■ The task:
All lines from the one with "Identify the yellow" onward, through the last line of the records below, are to be retyped word for word.

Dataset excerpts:

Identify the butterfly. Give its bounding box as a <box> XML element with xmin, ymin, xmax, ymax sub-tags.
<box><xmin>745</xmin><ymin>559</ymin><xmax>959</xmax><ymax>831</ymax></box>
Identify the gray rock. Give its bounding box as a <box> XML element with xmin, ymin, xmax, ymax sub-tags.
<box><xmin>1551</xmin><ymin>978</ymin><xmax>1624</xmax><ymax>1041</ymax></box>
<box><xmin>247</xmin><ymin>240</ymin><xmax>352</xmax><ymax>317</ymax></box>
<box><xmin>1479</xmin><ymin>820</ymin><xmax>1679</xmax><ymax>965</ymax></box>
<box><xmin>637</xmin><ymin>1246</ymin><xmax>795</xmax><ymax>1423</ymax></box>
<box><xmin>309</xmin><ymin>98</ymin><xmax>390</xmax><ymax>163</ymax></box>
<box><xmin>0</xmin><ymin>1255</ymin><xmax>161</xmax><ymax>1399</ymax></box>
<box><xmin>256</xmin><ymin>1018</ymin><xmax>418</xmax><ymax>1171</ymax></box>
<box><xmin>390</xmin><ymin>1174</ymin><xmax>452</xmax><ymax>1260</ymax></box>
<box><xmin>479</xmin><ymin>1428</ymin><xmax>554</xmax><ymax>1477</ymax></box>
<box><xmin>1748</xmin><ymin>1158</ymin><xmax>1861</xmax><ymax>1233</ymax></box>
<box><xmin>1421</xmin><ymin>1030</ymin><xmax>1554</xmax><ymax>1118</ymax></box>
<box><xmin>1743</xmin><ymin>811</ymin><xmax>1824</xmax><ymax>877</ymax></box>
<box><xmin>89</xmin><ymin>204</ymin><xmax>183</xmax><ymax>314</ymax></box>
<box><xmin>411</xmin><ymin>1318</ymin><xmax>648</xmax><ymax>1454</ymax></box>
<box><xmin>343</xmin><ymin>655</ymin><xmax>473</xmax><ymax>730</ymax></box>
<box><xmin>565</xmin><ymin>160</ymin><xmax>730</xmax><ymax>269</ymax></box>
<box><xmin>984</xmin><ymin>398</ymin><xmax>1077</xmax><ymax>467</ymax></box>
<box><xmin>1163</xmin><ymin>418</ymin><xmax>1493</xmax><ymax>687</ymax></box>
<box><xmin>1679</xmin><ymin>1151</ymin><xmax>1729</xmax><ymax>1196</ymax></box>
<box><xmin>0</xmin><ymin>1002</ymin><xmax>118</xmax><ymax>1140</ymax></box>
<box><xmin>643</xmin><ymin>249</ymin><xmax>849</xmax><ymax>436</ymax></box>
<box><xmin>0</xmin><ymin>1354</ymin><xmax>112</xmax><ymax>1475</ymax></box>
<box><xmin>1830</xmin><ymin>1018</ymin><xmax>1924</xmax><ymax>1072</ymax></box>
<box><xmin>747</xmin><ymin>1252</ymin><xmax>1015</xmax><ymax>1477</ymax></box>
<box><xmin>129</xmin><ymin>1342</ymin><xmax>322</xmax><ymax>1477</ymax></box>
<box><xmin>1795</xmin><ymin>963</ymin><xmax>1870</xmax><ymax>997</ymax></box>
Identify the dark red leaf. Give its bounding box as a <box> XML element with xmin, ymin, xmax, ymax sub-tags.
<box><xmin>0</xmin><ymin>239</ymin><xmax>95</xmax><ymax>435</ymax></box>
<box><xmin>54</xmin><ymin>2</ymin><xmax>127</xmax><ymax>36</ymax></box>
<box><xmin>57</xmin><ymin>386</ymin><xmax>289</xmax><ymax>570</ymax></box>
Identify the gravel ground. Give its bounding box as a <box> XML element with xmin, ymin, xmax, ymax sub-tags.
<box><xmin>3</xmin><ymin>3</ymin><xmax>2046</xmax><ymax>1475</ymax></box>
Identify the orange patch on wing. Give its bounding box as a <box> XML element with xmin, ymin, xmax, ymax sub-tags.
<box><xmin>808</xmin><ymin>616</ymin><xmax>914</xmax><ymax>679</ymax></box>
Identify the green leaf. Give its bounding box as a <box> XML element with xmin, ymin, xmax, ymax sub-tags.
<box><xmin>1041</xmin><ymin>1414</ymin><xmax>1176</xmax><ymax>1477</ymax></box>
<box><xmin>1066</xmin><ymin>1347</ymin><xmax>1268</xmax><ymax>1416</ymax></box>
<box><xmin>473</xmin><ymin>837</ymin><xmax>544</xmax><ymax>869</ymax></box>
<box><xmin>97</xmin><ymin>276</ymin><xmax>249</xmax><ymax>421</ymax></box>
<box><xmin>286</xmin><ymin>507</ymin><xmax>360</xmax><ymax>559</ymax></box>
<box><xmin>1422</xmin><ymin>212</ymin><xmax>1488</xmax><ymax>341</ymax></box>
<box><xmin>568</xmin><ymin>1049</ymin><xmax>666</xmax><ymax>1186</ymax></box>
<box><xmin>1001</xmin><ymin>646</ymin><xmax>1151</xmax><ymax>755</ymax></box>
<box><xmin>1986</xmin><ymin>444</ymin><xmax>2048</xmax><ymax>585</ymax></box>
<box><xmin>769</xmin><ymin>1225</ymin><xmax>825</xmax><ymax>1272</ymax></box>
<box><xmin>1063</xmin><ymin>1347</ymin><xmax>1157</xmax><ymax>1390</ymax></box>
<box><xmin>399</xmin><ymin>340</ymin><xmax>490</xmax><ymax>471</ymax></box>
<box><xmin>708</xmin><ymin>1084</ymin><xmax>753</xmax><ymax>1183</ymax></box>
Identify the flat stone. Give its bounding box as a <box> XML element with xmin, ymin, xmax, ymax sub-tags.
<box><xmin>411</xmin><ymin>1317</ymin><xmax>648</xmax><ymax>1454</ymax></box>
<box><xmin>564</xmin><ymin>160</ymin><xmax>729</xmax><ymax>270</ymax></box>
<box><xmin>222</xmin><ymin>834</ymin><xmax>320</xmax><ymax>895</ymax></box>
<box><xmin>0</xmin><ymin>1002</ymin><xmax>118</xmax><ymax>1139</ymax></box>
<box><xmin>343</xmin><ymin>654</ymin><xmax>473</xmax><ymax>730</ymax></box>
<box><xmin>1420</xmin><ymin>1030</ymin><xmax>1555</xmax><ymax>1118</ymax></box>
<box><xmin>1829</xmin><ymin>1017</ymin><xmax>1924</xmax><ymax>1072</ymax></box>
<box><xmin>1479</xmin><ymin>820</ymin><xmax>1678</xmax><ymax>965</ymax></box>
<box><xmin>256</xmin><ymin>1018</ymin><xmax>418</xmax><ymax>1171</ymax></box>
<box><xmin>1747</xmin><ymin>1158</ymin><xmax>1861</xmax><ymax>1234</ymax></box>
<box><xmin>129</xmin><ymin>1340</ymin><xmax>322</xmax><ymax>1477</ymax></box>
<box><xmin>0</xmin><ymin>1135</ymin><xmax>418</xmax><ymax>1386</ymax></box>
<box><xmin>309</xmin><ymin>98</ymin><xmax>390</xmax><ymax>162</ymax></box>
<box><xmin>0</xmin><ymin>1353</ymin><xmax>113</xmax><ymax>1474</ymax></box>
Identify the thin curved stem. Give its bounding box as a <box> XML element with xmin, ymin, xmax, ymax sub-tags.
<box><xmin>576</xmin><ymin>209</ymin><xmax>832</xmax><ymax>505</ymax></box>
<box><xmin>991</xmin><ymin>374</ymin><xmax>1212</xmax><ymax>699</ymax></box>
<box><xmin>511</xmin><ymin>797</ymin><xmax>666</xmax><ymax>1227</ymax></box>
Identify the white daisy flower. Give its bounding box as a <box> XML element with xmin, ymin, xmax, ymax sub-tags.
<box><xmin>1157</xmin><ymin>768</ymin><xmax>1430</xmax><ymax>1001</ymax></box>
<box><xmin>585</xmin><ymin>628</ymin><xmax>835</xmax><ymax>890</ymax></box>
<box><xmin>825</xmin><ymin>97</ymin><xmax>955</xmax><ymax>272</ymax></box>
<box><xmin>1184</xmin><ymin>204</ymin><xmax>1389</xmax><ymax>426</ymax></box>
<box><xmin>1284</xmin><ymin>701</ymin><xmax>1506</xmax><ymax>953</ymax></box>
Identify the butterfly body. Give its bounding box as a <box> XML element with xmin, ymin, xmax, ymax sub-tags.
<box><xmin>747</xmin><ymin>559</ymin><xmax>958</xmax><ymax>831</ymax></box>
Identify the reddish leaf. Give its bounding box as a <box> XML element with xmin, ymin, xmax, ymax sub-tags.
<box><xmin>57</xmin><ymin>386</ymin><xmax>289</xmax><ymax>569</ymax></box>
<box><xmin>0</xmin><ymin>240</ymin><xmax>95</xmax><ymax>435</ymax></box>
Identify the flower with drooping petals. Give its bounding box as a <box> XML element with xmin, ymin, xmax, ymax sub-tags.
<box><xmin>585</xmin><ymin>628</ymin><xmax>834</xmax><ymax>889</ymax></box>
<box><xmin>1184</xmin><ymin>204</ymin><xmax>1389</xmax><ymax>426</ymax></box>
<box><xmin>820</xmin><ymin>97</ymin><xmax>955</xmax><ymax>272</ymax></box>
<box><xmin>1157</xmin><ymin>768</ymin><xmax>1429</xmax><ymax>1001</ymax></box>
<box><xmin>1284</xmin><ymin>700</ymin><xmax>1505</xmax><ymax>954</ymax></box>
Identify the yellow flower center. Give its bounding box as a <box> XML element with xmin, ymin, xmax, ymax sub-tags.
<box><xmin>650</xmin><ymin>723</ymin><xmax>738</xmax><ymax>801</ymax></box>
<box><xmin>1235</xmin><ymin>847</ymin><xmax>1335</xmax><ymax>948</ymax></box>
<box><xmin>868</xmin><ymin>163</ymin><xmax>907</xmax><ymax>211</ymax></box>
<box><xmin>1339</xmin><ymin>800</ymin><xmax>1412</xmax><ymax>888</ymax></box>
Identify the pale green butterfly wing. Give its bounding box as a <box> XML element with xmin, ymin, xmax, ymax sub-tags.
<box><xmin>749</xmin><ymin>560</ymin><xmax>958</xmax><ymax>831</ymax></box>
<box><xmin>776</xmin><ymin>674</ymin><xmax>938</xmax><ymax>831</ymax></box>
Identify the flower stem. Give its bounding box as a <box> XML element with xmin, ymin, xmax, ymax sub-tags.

■ Worked solution:
Identify the yellow flower center. Give its bounding box as a <box> XML element with xmin, ymin, xmax, ymax sub-tags.
<box><xmin>650</xmin><ymin>723</ymin><xmax>738</xmax><ymax>801</ymax></box>
<box><xmin>1235</xmin><ymin>847</ymin><xmax>1335</xmax><ymax>948</ymax></box>
<box><xmin>868</xmin><ymin>163</ymin><xmax>907</xmax><ymax>211</ymax></box>
<box><xmin>1339</xmin><ymin>800</ymin><xmax>1412</xmax><ymax>888</ymax></box>
Identify the pale green butterfly wing. Give its bounding box as a <box> XML element with xmin, ymin, xmax, ymax sub-tags.
<box><xmin>749</xmin><ymin>560</ymin><xmax>958</xmax><ymax>831</ymax></box>
<box><xmin>776</xmin><ymin>674</ymin><xmax>938</xmax><ymax>831</ymax></box>
Identify the flower stem. Give its bounding box as a <box> XML element with xmin, ymin, xmax, ymax sub-tags.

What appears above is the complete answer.